Problem:
Produce an exact copy of the lines below, starting at the first and ending with the line containing "Target: woman's ear".

Extracted material:
============================================================

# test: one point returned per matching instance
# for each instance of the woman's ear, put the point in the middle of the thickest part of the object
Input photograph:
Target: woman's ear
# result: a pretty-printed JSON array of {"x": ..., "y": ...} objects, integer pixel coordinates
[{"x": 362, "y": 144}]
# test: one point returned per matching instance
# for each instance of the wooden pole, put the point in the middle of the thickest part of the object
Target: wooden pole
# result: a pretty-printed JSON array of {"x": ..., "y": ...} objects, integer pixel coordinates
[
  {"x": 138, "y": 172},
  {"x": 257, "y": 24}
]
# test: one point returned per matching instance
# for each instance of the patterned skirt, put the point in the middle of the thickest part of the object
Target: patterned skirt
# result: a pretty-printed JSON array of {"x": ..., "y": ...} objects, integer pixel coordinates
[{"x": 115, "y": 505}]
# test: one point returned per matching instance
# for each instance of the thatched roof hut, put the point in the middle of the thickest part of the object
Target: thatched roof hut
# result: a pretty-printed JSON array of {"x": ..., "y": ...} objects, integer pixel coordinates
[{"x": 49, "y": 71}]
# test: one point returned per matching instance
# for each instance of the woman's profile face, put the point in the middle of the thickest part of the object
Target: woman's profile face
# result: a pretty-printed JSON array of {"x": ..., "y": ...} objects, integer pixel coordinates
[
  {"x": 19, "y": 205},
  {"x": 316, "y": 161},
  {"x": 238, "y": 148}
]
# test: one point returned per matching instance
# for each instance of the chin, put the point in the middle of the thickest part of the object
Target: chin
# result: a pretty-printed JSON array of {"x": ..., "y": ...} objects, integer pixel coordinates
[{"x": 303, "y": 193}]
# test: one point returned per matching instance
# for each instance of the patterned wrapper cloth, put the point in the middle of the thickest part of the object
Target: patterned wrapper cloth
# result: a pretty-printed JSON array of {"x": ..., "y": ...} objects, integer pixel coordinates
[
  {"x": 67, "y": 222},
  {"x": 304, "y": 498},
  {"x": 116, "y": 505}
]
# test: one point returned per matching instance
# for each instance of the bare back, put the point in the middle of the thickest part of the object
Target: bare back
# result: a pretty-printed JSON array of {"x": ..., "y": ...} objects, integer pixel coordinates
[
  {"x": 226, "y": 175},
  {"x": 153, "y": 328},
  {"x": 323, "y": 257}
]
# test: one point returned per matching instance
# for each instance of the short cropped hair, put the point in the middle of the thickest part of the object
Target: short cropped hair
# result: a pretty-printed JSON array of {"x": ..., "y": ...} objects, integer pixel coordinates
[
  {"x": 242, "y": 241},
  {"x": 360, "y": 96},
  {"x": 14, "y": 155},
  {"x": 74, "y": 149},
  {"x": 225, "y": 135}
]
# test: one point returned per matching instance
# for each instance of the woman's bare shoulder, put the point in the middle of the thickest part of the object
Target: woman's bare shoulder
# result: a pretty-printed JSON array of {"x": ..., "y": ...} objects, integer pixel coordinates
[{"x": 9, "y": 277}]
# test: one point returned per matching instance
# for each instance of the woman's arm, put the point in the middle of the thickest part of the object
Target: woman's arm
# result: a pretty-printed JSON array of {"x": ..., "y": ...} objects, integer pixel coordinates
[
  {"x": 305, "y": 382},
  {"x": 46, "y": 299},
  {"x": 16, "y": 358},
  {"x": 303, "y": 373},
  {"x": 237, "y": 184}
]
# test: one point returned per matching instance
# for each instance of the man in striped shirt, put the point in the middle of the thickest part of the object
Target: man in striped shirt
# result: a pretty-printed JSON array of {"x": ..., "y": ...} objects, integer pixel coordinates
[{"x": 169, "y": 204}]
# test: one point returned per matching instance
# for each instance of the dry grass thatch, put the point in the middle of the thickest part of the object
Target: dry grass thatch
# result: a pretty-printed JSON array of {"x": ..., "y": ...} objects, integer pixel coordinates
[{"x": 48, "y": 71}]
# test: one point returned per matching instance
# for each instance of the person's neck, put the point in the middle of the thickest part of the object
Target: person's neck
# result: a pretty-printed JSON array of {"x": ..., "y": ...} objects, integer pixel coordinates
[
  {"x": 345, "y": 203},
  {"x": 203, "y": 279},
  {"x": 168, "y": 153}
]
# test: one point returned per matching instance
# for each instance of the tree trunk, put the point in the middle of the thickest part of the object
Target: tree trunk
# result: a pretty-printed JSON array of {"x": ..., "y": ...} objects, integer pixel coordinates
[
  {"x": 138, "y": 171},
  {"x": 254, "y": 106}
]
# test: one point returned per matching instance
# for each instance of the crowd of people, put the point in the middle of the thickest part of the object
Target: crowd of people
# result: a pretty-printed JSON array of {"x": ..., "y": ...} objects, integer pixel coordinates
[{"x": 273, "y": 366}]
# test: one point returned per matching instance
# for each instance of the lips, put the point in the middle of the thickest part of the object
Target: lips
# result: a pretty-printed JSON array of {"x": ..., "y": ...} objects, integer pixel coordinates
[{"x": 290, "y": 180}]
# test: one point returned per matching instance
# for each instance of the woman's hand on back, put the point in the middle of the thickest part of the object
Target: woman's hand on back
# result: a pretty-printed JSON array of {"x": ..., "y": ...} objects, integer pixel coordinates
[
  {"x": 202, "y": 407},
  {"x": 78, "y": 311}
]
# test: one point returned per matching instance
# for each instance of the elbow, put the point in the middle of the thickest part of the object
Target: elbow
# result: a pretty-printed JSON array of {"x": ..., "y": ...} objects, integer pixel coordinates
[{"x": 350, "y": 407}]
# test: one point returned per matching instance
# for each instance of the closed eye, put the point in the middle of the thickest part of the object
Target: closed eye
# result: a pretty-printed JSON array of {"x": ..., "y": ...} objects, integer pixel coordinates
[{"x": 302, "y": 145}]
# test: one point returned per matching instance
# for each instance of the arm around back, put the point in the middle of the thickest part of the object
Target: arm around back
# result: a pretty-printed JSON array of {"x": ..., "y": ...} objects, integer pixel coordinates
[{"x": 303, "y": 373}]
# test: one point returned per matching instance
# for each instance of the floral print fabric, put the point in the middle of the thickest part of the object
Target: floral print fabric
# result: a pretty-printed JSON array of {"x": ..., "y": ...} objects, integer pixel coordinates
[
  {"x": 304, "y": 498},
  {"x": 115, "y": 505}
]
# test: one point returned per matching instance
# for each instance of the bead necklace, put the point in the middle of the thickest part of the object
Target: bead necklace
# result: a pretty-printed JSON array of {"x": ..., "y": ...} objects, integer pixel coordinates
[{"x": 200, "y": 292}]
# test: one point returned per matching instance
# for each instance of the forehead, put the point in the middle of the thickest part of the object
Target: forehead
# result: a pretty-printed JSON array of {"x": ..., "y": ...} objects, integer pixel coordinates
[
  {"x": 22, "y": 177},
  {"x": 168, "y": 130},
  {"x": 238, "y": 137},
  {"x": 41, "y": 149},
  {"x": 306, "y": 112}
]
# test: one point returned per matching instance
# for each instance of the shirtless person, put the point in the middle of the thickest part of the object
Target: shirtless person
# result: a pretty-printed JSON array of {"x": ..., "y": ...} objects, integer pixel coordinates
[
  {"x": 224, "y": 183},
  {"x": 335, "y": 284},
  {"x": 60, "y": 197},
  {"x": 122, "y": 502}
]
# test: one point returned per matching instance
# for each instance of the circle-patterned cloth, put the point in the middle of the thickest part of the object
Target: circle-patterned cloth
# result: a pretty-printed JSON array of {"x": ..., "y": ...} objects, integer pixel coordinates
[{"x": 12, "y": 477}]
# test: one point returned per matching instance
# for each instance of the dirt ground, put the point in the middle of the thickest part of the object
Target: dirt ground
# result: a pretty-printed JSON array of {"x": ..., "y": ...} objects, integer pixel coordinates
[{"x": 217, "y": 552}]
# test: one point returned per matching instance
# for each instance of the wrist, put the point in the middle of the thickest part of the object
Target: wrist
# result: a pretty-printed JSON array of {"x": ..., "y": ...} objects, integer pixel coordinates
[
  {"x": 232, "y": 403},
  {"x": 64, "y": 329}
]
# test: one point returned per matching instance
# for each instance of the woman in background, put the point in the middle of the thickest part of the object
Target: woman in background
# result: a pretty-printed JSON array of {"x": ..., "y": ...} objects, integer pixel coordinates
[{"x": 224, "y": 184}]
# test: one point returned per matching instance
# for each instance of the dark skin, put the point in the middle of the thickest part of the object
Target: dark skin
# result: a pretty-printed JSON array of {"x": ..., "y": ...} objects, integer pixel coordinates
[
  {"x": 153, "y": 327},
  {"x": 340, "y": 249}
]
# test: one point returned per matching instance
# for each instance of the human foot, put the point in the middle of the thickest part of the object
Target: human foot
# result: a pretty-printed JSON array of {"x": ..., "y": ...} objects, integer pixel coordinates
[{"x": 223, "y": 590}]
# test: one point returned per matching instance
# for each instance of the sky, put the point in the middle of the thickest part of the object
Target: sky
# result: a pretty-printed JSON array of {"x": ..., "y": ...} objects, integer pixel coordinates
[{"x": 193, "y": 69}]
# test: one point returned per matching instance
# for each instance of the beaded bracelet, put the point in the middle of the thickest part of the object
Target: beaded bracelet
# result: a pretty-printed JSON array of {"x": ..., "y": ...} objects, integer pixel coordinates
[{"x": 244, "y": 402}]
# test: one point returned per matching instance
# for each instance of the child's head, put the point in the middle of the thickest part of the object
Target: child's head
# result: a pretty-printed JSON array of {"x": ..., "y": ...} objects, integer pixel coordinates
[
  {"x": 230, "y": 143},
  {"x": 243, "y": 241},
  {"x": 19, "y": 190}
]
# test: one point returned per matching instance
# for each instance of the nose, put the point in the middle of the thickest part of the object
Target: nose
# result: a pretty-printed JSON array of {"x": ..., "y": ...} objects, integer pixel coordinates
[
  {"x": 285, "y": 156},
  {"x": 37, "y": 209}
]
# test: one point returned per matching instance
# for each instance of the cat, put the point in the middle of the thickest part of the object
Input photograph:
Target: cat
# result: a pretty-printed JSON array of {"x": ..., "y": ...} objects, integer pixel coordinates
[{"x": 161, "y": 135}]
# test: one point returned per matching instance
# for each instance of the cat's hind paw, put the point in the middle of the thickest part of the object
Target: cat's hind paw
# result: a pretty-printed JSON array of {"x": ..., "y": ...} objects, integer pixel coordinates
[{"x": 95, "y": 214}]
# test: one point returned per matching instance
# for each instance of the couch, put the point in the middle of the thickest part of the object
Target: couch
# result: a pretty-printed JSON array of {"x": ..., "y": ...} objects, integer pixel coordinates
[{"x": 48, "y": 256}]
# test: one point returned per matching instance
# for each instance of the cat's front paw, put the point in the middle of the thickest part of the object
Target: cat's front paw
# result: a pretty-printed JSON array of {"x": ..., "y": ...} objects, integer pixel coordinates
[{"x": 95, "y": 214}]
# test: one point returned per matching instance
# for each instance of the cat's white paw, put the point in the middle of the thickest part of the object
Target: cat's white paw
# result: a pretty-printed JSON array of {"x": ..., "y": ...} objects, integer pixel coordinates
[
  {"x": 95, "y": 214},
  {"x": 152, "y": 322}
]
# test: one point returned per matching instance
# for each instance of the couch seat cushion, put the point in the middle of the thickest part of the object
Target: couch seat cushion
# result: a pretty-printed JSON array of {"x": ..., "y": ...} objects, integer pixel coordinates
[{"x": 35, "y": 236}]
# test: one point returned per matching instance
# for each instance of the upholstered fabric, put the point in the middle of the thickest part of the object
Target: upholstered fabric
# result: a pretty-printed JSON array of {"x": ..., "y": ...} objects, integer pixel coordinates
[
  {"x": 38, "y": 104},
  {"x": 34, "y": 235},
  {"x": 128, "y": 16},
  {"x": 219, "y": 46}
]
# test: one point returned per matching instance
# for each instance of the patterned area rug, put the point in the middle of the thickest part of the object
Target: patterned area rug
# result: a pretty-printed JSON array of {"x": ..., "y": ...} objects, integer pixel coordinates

============================================================

Task result:
# test: one point returned per matching instance
# for each instance of the woman's ear, put the point in the middle of the thickest part of the object
Input photograph:
Target: woman's ear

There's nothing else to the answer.